Text extract:

/---

When Kelvin Cochran was approached in mid-2009 by President Barack Obama to become the U.S. fire administrator, he made three phone calls.

Atlanta was in the midst of a mayoral election and Mayor Shirley Franklin, who had hired him as the chief of the Department of Fire Rescue, was vacating the office. As an appointed official, that left him in limbo.

So he called Kasim Reed, Lisa Borders and Mary Norwood, the three top candidates for mayor, and asked for his job.

Borders and Norwood, he said, weren't thinking that far ahead, but encouraged him to go to Washington.

He played phone tag with Reed. "When I got the call from Washington, I was six months away from being unemployed. I was bold enough to call the three front-runners to see if I could have a place in their administration," Cochran said from his Washington office. "But, unfortunately, I was unable to achieve three out of three yeses."

So, after only 20 months on the job as the Atlanta chief, he went to Washington.

Ten months later, Reed returned Cochran's phone call and named him fire chief.

"It has been a tremendous honor to serve as President Obama's fire chief and America's fire chief, but my career calling is to be Atlanta's fire chief," said Cochran, 50. "I am returning to something I did not want to leave in the first place. I have a chance to finish what I started."

Union chief Jim Daws said that during the process of finding a new chief, there was a misguided perception among some of the department's rank and file that Cochran left them after they bought into his program.

"But what is widely misunderstood is that when he left, he did not have a job offer from Atlanta. He did have one job on the table, the best job in the country," said Daws, president of the Atlanta Professional Fire Fighters Association.

Helping to ease the transition back is Joel Baker, who took over as interim chief when Cochran left for Washington. Baker and Brenda Nishiyama Willis, who manages the department's airport field commands and operations, were the other two finalists for the job.

"I consider Chief Cochran my mentor, so I have no hard feelings about this at all. It wasn't my turn, but that doesn't mean that my turn will never come," Baker said.

Cochran returns to a fire department that, like many city departments, is in flux.

Firefighters have complained that there is a general morale problem because of staffing and salary issues. The department has about 917 firefighters, which is about 25 percent fewer than is needed for a city the size of Atlanta, Daws said.

\---

Given task:
Can you output the passage from the Kelvin Cochran article, starting at "When Kelvin Cochran" and ending at "go to Washington.", word for word?

Record list:

/---

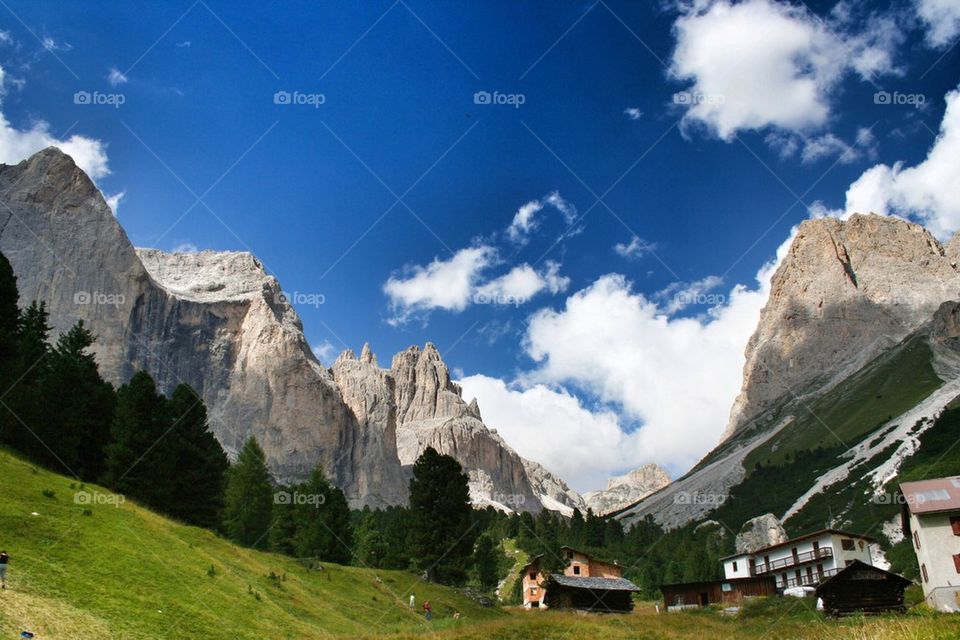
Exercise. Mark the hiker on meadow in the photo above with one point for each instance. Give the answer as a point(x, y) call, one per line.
point(4, 561)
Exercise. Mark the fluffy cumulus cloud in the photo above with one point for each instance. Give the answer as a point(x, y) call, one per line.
point(527, 219)
point(116, 77)
point(325, 352)
point(18, 144)
point(668, 381)
point(942, 20)
point(635, 249)
point(554, 428)
point(763, 63)
point(442, 284)
point(925, 192)
point(456, 283)
point(522, 283)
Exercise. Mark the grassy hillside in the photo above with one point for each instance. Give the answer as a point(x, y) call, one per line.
point(84, 571)
point(885, 388)
point(104, 571)
point(789, 463)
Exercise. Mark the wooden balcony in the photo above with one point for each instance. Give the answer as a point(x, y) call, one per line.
point(809, 581)
point(793, 561)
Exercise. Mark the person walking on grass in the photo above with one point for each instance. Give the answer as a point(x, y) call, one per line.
point(4, 561)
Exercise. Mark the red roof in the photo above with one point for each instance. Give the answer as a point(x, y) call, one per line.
point(932, 496)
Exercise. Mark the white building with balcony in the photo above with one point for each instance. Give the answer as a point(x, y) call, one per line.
point(803, 561)
point(931, 520)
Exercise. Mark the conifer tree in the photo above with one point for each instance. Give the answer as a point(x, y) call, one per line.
point(485, 558)
point(321, 520)
point(141, 457)
point(77, 428)
point(248, 502)
point(199, 477)
point(441, 535)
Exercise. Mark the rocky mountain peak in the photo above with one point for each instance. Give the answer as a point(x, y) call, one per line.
point(846, 290)
point(760, 532)
point(367, 356)
point(622, 491)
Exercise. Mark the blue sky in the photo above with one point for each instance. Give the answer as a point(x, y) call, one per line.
point(693, 135)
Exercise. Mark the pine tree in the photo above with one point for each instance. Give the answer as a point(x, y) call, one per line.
point(248, 502)
point(78, 424)
point(283, 529)
point(9, 324)
point(141, 457)
point(201, 465)
point(322, 520)
point(27, 406)
point(441, 535)
point(485, 559)
point(370, 548)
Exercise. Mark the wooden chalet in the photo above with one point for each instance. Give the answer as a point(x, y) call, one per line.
point(860, 587)
point(728, 593)
point(586, 583)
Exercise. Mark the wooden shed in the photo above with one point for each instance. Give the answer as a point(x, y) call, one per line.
point(690, 595)
point(590, 594)
point(860, 587)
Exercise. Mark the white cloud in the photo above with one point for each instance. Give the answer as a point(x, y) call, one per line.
point(680, 295)
point(635, 249)
point(525, 219)
point(553, 427)
point(521, 284)
point(19, 144)
point(116, 77)
point(325, 352)
point(443, 284)
point(926, 192)
point(942, 20)
point(677, 377)
point(763, 63)
point(113, 201)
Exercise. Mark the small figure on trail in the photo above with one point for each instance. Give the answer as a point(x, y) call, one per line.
point(4, 561)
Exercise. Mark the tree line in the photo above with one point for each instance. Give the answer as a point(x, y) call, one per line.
point(58, 411)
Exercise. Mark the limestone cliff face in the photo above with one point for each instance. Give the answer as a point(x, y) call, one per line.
point(219, 322)
point(622, 491)
point(214, 320)
point(432, 413)
point(846, 291)
point(759, 533)
point(368, 391)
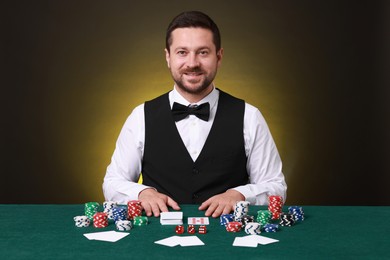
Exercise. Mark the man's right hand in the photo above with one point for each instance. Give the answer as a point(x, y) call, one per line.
point(154, 202)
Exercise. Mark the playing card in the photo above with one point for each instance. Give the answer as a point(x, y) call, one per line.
point(198, 221)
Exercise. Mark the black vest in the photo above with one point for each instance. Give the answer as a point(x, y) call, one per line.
point(168, 167)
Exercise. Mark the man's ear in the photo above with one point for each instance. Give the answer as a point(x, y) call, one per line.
point(167, 57)
point(219, 56)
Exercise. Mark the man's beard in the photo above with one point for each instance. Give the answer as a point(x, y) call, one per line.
point(200, 87)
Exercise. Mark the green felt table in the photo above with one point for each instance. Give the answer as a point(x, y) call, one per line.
point(328, 232)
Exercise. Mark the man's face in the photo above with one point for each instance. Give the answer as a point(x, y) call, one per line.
point(193, 60)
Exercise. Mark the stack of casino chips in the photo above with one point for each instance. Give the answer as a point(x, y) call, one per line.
point(275, 206)
point(241, 209)
point(134, 209)
point(119, 213)
point(297, 213)
point(226, 218)
point(286, 220)
point(123, 225)
point(90, 209)
point(100, 220)
point(108, 206)
point(263, 217)
point(233, 226)
point(247, 219)
point(270, 228)
point(252, 228)
point(140, 220)
point(81, 221)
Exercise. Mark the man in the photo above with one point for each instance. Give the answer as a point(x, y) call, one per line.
point(195, 144)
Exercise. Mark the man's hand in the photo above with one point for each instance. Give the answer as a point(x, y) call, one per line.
point(154, 202)
point(222, 203)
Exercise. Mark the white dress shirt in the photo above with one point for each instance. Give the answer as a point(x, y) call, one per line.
point(264, 165)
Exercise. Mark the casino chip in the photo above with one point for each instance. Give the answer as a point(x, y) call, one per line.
point(286, 220)
point(275, 206)
point(140, 221)
point(119, 213)
point(134, 209)
point(270, 228)
point(263, 217)
point(252, 228)
point(233, 226)
point(100, 220)
point(247, 219)
point(297, 213)
point(123, 225)
point(81, 221)
point(241, 209)
point(226, 218)
point(108, 206)
point(90, 209)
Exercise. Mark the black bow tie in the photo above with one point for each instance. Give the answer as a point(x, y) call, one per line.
point(180, 112)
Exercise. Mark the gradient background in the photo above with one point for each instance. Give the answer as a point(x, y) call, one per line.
point(72, 71)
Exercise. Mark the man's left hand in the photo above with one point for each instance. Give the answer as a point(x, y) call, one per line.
point(222, 203)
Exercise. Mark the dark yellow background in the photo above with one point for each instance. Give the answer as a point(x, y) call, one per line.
point(74, 70)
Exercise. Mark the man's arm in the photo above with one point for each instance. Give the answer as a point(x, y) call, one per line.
point(264, 168)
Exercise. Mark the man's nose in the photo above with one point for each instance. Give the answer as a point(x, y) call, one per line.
point(193, 60)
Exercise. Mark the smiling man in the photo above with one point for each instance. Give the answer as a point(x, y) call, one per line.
point(195, 144)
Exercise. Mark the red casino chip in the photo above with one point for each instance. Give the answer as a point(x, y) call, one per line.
point(233, 226)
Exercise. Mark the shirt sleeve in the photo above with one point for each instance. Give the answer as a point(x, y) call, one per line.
point(264, 165)
point(121, 180)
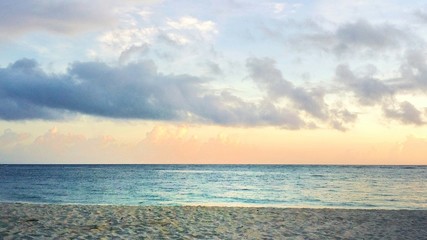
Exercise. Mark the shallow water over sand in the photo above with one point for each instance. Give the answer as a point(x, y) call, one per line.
point(379, 187)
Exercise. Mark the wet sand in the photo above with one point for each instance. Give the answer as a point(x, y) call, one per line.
point(34, 221)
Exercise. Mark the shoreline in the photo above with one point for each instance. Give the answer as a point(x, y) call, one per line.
point(225, 205)
point(19, 220)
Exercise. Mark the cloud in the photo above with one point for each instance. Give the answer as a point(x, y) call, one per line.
point(10, 137)
point(57, 147)
point(353, 37)
point(414, 70)
point(62, 16)
point(368, 89)
point(131, 91)
point(405, 113)
point(268, 78)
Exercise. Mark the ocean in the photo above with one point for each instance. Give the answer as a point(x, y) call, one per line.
point(362, 187)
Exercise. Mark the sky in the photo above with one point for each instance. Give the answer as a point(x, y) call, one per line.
point(213, 82)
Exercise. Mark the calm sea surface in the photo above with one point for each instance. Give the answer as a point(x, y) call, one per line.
point(385, 187)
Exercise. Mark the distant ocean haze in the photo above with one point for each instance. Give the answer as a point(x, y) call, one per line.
point(371, 187)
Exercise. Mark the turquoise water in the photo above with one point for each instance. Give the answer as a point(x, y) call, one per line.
point(382, 187)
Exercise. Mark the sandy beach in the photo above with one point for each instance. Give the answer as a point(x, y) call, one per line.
point(33, 221)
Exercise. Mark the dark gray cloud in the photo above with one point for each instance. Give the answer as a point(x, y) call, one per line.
point(61, 16)
point(405, 113)
point(10, 137)
point(136, 90)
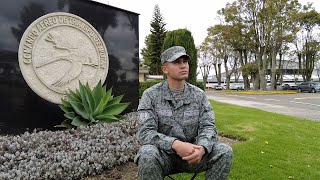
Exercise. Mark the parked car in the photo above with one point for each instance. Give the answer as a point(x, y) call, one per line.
point(289, 86)
point(309, 86)
point(218, 87)
point(237, 86)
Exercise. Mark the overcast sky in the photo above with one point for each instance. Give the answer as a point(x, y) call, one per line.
point(196, 16)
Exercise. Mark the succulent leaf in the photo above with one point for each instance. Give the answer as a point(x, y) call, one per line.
point(66, 109)
point(79, 109)
point(115, 100)
point(86, 106)
point(98, 93)
point(70, 115)
point(89, 97)
point(83, 98)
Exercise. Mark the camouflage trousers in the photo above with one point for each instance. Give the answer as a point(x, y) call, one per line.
point(156, 164)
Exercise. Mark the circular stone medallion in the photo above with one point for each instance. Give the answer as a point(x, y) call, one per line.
point(57, 51)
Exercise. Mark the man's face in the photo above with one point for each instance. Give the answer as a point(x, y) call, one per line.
point(177, 70)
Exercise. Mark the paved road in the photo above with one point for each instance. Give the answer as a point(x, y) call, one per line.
point(302, 105)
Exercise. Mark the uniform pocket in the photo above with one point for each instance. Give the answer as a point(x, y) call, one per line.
point(190, 123)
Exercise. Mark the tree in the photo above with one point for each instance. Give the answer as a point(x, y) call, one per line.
point(307, 44)
point(205, 62)
point(154, 41)
point(184, 38)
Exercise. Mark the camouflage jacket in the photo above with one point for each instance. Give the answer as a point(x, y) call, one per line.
point(162, 119)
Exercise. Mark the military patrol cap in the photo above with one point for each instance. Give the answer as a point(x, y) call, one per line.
point(173, 53)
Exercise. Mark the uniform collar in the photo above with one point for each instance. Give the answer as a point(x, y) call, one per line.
point(168, 95)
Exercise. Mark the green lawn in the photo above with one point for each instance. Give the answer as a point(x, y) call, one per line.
point(277, 146)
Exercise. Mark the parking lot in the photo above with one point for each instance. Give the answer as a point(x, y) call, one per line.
point(302, 105)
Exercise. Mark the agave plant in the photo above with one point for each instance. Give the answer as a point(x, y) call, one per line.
point(91, 106)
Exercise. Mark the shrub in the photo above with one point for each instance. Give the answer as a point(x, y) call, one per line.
point(88, 107)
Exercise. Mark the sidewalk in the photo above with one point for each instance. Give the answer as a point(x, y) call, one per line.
point(290, 111)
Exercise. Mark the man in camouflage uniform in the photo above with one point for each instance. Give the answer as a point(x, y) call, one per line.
point(177, 128)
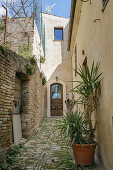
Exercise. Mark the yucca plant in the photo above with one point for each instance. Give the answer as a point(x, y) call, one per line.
point(88, 89)
point(72, 126)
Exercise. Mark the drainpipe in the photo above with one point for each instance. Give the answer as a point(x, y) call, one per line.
point(5, 34)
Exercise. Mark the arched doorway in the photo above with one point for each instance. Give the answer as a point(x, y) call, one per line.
point(56, 99)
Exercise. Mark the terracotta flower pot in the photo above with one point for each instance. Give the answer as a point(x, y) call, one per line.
point(84, 154)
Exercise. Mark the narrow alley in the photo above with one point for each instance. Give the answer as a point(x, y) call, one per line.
point(47, 150)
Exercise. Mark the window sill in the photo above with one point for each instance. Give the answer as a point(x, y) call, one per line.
point(58, 40)
point(104, 6)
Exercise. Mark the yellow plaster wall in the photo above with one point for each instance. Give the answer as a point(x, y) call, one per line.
point(95, 37)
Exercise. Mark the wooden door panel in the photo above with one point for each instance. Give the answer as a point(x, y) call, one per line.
point(56, 99)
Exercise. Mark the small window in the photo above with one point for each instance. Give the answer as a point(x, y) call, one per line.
point(58, 33)
point(75, 61)
point(104, 3)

\---

Task response:
When Kelvin Cochran was approached in mid-2009 by President Barack Obama to become the U.S. fire administrator, he made three phone calls.

Atlanta was in the midst of a mayoral election and Mayor Shirley Franklin, who had hired him as the chief of the Department of Fire Rescue, was vacating the office. As an appointed official, that left him in limbo.

So he called Kasim Reed, Lisa Borders and Mary Norwood, the three top candidates for mayor, and asked for his job.

Borders and Norwood, he said, weren't thinking that far ahead, but encouraged him to go to Washington.